• _SET PROBLEM_:
Copy out these rows again with "integer pixel boxes" swapped for "whole-number pixel boxes" everywhere it appears, leaving everything else as is.
** START MATERIAL **
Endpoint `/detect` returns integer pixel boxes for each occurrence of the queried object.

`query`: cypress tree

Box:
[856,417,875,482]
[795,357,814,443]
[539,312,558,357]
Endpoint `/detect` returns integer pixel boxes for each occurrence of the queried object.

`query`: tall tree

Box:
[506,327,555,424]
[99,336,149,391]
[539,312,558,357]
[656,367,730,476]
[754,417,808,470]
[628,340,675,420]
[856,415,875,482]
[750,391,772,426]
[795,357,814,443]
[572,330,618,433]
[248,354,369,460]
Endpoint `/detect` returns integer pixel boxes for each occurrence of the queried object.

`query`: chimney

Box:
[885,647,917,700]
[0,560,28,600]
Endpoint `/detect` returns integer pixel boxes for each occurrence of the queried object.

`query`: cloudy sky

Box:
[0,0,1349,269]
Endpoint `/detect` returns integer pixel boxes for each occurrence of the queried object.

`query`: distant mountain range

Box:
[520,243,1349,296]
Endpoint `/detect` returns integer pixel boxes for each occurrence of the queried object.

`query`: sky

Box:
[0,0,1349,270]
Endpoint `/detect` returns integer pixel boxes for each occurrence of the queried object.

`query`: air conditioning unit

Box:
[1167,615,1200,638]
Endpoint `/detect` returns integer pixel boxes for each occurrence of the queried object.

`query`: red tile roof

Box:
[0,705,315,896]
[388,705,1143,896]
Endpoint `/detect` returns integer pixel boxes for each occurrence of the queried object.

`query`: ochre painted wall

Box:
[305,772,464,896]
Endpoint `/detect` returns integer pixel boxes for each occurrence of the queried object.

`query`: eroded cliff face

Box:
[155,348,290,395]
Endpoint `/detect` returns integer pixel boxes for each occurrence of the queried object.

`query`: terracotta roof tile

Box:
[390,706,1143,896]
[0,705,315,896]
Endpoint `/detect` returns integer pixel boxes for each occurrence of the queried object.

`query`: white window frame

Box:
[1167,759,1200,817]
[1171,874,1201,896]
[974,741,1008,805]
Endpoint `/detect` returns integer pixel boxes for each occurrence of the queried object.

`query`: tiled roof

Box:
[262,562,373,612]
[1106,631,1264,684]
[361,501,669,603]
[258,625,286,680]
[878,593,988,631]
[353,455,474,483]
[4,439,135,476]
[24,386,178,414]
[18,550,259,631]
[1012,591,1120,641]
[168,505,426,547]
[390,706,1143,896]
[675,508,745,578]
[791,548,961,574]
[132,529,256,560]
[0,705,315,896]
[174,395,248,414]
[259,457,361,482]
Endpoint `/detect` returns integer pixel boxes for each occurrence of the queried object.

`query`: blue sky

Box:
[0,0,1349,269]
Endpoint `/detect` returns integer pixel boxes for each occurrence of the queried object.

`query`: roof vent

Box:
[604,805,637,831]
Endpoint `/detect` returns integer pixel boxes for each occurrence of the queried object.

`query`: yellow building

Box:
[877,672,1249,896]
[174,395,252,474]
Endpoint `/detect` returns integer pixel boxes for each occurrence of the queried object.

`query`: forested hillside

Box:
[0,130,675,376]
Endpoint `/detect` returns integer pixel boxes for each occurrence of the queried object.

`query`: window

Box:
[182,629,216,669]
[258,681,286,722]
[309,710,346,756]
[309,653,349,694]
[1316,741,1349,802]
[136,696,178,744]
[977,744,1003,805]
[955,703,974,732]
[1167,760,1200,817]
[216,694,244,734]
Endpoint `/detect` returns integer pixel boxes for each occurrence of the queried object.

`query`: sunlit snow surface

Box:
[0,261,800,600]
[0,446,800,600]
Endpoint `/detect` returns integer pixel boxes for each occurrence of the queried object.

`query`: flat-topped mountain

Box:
** END MATERIAL **
• _THE RESULT_:
Endpoint `/detect` returns whole-number pixel boxes for each occurrence of the queried object.

`query`: cypress tree

Box:
[856,417,875,482]
[795,357,814,443]
[539,312,558,357]
Endpoint `/detect` returns whole-number pixel boxes for each occurrence of the queried object.

`query`: tall tree

Box:
[506,327,555,424]
[99,336,149,391]
[539,312,558,357]
[656,367,730,476]
[754,417,808,470]
[628,340,675,420]
[856,415,875,482]
[750,391,772,426]
[795,357,814,443]
[572,330,618,433]
[248,354,369,460]
Endpoint `/detect` returns whole-number pixel boxes for each occurrence of the queried object.

`query`: chimney

Box:
[885,647,917,700]
[0,560,28,600]
Endpoint `/detect` returns whole-number pixel boxes for each occurrence of the queried object.

`query`: cloudy sky

Box:
[0,0,1349,269]
Endpoint `/detect` returns whole-number pixel boxes for each occurrence of the queried object.

`query`: distant mountain range

Box:
[520,243,1349,296]
Endpoint `/detect` returns whole-number pixel boxes for each occurrence of the queried object.

`query`: sky

Box:
[0,0,1349,270]
Endpoint `/detect` returns whole-number pixel boxes for each occurrence of the queried object.

`query`: air conditioning unit

Box:
[1167,615,1200,638]
Endpoint `/detect` returns whole-number pixel boxes for each occurrence of the queried object.

`query`: red tile roof

Box:
[0,705,315,896]
[388,705,1143,896]
Endpoint `/detect` returns whole-number pixel boxes for each occurrence of the queried object.

`query`: ochre painted wall

Box:
[305,772,464,896]
Endpoint `/detect` returns whole-number pixel boxes for each occurrence of the queried object.

`query`: eroded cliff face

Box:
[155,348,290,395]
Endpoint `/detect` returns whole-number pixel boxes for each occurrence of the queried object.

`query`: terracotta roof tile

Box:
[390,706,1143,896]
[0,705,315,896]
Endpoint `/detect` returns whole-number pixel boxes for each occurrence of the queried object.

`query`: white window frame

Box:
[1167,759,1200,817]
[1171,874,1201,896]
[974,741,1008,805]
Endpoint `/detect` returns whole-number pixel boxes for each occurrence of the queried object.

`query`: tiled roof

Box:
[262,562,373,612]
[1106,631,1264,684]
[361,501,669,603]
[258,625,286,680]
[878,593,988,631]
[353,455,474,483]
[4,439,135,476]
[24,386,178,414]
[18,550,259,631]
[1012,591,1120,641]
[168,505,426,547]
[390,706,1143,896]
[675,508,745,578]
[791,548,961,574]
[132,529,256,560]
[0,705,315,896]
[174,395,248,414]
[259,457,361,482]
Endpoint `/detect` returns whole-number pixel boxes for each occurrence of the queried object.

`query`: blue sky

Box:
[0,0,1349,269]
Endpoint `/detect` returns whole-number pixel boxes for each occurrence of the queried object.

`query`: roof vent

Box:
[604,805,637,831]
Endpoint `/detect` returns whole-number pixel boxes for each occurrence of the queried object.

`query`: yellow building

Box:
[877,672,1249,896]
[174,395,252,474]
Endpoint `/detect` returns whole-number pixel boxes for each occurrence of the queried object.

`query`: forested hillside

Box:
[0,130,675,376]
Endpoint `/detect` returns whole-number pixel boxes for each occurrence of the queried object.

`query`: window

Box:
[182,629,216,669]
[258,681,286,722]
[309,710,346,756]
[309,653,349,694]
[1316,741,1349,802]
[136,696,178,744]
[977,744,1003,805]
[955,703,974,732]
[1167,760,1200,817]
[216,694,244,734]
Endpoint `/detect` returns whole-number pixel boxes for each occurrence of the queried object.

`query`: sunlit snow surface

Box:
[0,261,800,600]
[0,446,800,600]
Endpoint `/detect` returns whole-number pixel boxes for each occurrence of the queried object.

`query`: flat-topped mountain

Box:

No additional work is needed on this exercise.